— Exercise instructions —
Repeat exactly each line of the data provided below.

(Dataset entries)
● ● ●
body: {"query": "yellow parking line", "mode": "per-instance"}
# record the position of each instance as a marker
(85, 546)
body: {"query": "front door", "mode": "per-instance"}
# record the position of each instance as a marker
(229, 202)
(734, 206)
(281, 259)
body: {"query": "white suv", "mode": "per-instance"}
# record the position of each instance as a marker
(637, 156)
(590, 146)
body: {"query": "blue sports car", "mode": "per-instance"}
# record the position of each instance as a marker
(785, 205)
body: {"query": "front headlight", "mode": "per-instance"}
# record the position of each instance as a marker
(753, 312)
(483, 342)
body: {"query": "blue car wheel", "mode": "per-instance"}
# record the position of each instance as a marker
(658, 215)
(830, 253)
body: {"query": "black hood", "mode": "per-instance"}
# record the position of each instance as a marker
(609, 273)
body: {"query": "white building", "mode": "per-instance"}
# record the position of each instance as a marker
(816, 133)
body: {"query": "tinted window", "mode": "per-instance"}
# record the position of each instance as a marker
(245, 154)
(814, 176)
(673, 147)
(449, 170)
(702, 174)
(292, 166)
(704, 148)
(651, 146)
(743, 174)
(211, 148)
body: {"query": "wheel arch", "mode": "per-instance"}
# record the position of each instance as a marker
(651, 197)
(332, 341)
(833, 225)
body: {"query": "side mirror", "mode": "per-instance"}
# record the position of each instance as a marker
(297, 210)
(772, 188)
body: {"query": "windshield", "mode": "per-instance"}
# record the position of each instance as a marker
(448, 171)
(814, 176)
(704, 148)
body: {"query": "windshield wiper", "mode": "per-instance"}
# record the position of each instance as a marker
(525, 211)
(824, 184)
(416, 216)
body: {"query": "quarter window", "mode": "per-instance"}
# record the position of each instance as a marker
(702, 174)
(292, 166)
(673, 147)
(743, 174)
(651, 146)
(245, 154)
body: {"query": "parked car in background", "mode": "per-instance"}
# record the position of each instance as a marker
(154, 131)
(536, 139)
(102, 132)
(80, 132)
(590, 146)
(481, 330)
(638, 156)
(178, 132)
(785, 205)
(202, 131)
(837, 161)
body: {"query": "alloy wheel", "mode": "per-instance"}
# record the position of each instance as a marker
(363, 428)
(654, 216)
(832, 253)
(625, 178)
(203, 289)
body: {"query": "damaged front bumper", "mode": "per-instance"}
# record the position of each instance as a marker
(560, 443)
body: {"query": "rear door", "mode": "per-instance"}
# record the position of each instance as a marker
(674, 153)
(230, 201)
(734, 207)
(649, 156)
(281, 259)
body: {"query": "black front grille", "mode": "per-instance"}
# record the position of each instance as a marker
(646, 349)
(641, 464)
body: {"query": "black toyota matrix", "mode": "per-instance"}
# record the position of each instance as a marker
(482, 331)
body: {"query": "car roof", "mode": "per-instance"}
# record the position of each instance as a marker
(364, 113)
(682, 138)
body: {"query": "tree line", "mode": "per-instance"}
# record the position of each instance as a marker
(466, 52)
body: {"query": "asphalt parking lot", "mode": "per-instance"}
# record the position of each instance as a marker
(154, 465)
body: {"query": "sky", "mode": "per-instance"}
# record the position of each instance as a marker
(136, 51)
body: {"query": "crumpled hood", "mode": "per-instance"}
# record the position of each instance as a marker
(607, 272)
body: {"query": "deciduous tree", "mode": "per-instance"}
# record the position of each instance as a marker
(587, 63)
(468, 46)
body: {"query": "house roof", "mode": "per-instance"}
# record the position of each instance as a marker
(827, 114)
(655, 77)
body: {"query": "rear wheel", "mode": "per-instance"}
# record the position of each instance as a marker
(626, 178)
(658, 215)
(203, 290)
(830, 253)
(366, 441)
● ● ●
— Response to this task —
body: {"query": "yellow parking line", "mode": "per-instance"}
# record the position of each instance as a marker
(85, 546)
body: {"query": "front door", "mode": "per-instance"}
# record the position of each instance as a marker
(229, 202)
(734, 206)
(281, 259)
body: {"query": "white suv", "mode": "per-instance"}
# record the position of each instance as a marker
(637, 156)
(590, 146)
body: {"query": "blue sports car", "mode": "per-instance"}
# record the position of each instance as a marker
(785, 205)
body: {"query": "front headlight", "mode": "per-instance"}
# record the position of each instance as a marker
(753, 312)
(483, 342)
body: {"query": "blue car wheel", "mode": "per-instance"}
# record the position of each instance as a marker
(658, 215)
(830, 253)
body: {"query": "black hood", "mode": "per-instance"}
# record the position of each instance as a marker
(609, 273)
body: {"query": "white building", "mode": "per-instance"}
# record the position of each instance as a marker
(816, 133)
body: {"query": "tinted window", "mode": "per-instance"}
# record the position of each instance as a marker
(245, 154)
(814, 176)
(673, 147)
(449, 170)
(702, 174)
(292, 166)
(704, 148)
(651, 146)
(743, 174)
(211, 148)
body: {"query": "wheel arch", "mode": "per-instance"}
# record the position of each instance as a marker
(651, 197)
(332, 341)
(833, 225)
body: {"query": "side mirror", "mode": "per-instance"}
# record the position of each instance as a marker
(297, 210)
(772, 188)
body: {"query": "windshield", "mode": "per-instance"}
# record the position of each instance as a marker
(448, 171)
(814, 176)
(704, 148)
body: {"query": "windshield wiper", "mode": "per-instance"}
# record the position of each instance as a marker
(525, 211)
(824, 184)
(416, 216)
body: {"query": "quarter window", "mode": "per-instance"}
# record the position of each instance as a marker
(702, 174)
(292, 166)
(673, 147)
(743, 174)
(651, 146)
(245, 154)
body: {"query": "parked car in background", "mode": "per-instance"}
# record the position of each instance as a marker
(154, 131)
(536, 139)
(102, 132)
(80, 132)
(590, 146)
(481, 330)
(638, 156)
(178, 132)
(785, 205)
(202, 131)
(837, 161)
body: {"query": "alloy wheel", "mode": "per-instance"}
# record the position of each instance as a marker
(363, 428)
(654, 216)
(832, 253)
(625, 178)
(203, 289)
body: {"query": "damaged front bumper", "mode": "per-instance"}
# record the position of each instance as a marker
(560, 443)
body: {"query": "rear door", "mode": "per-instance"}
# record the position of each instance as a marker
(674, 153)
(230, 201)
(734, 207)
(649, 156)
(281, 259)
body: {"query": "black front grille", "mode": "per-instance"}
# record the position of each instance as a marker
(646, 349)
(641, 464)
body: {"query": "black toyota matrix", "mode": "per-instance"}
# record the position of each instance as a marker
(482, 331)
body: {"query": "car roof", "mode": "per-instance"}
# record the position of each instance as a marker
(364, 113)
(682, 138)
body: {"query": "tree line", "mode": "per-instance"}
# record the position of each instance as a marker
(466, 52)
body: {"query": "asphalt parking lot", "mode": "per-instance"}
# record the position of each instance as a marker
(154, 465)
body: {"query": "sky", "mode": "per-instance"}
# record the position of each instance as a marker
(136, 51)
body: {"query": "crumpled hood", "mode": "per-instance"}
# record the position of each instance as a marker
(607, 272)
body: {"query": "deciduous tree", "mode": "per-instance"}
# record the position of each instance as a marker
(587, 63)
(468, 46)
body: {"query": "house roof", "mode": "per-instance"}
# record the position of each instance as a marker
(827, 114)
(655, 77)
body: {"query": "rear wheel", "mode": "per-instance"}
# record the position of each instance as a marker
(626, 178)
(658, 215)
(203, 290)
(830, 253)
(366, 441)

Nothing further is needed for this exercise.